The patriotic motion of this pen
It’s permanently invigorating to get critical evaluations when one writes. An apprehensive and pale hearted columnist would certainly get angry when readers reject a particular line of thought they would be delivering for public consumption. During such vigorous exchanges it’s astonishing how some Africans would get angry when inadequacies of Eurocentricity are exposed. Of course, it’s an established fact that some of them are paid to be angry on behalf of the colonialists. They are entitled to this venting because their monthly housing and office rentals are incentivised by the crumbs of imperialism.
Coloniality puts food on their tables. However, it’s so pleasant to find the African alternative intellectual thought reaching out to their false comfort zones. In fact that is a sign that the ideas posited through this column genuinely communicate to a wide spectrum of thinkers, readers, truth-seekers and those in the wage-bill of neo-colonial projects.

> [Dataset content]
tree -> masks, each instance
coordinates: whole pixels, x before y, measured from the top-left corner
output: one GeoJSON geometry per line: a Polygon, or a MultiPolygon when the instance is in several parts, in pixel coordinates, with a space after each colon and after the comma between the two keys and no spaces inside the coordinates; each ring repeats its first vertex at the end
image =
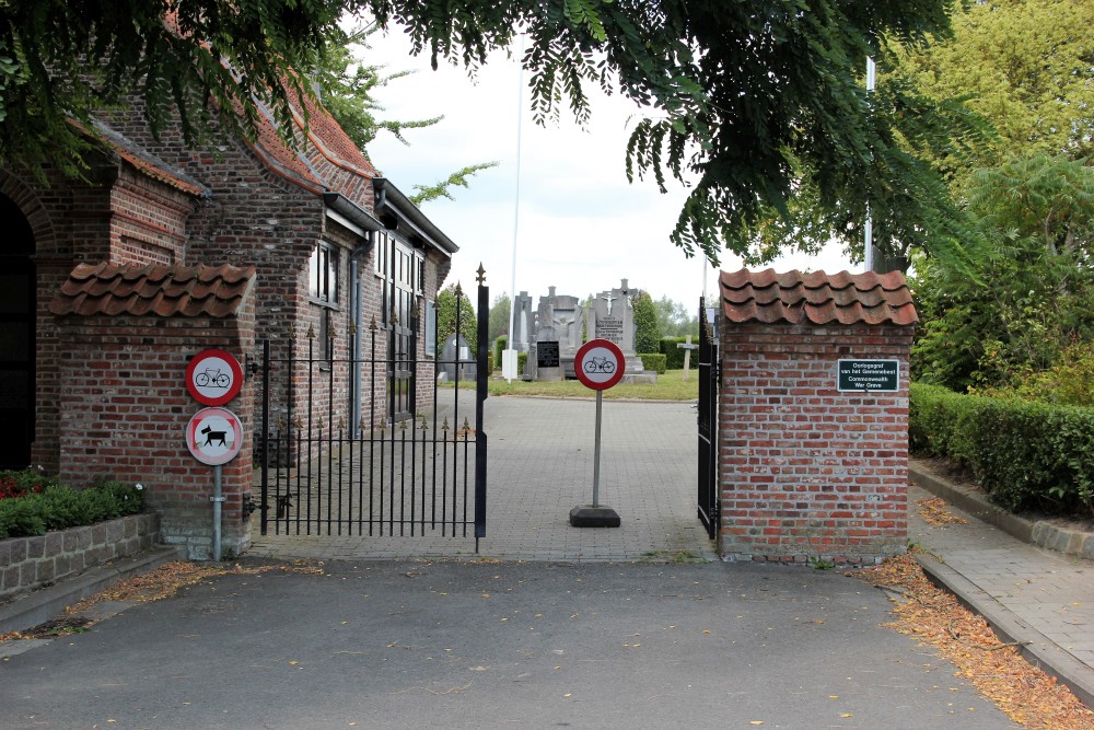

> [Exercise set]
1. Output the part of the column that opens with the words containing "Coloniality puts food" and closes with "of neo-colonial projects.".
2. Answer from the column:
(a) How would an apprehensive and pale hearted columnist react when readers reject a line of thought?
(b) What incentivises the monthly housing and office rentals of those paid to be angry?
(c) What does the column say puts food on their tables?
Answer using only the column; the listing plays no part.

> [The results]
1.
Coloniality puts food on their tables. However, it’s so pleasant to find the African alternative intellectual thought reaching out to their false comfort zones. In fact that is a sign that the ideas posited through this column genuinely communicate to a wide spectrum of thinkers, readers, truth-seekers and those in the wage-bill of neo-colonial projects.

2.
(a) The columnist would get angry.
(b) The crumbs of imperialism.
(c) Coloniality.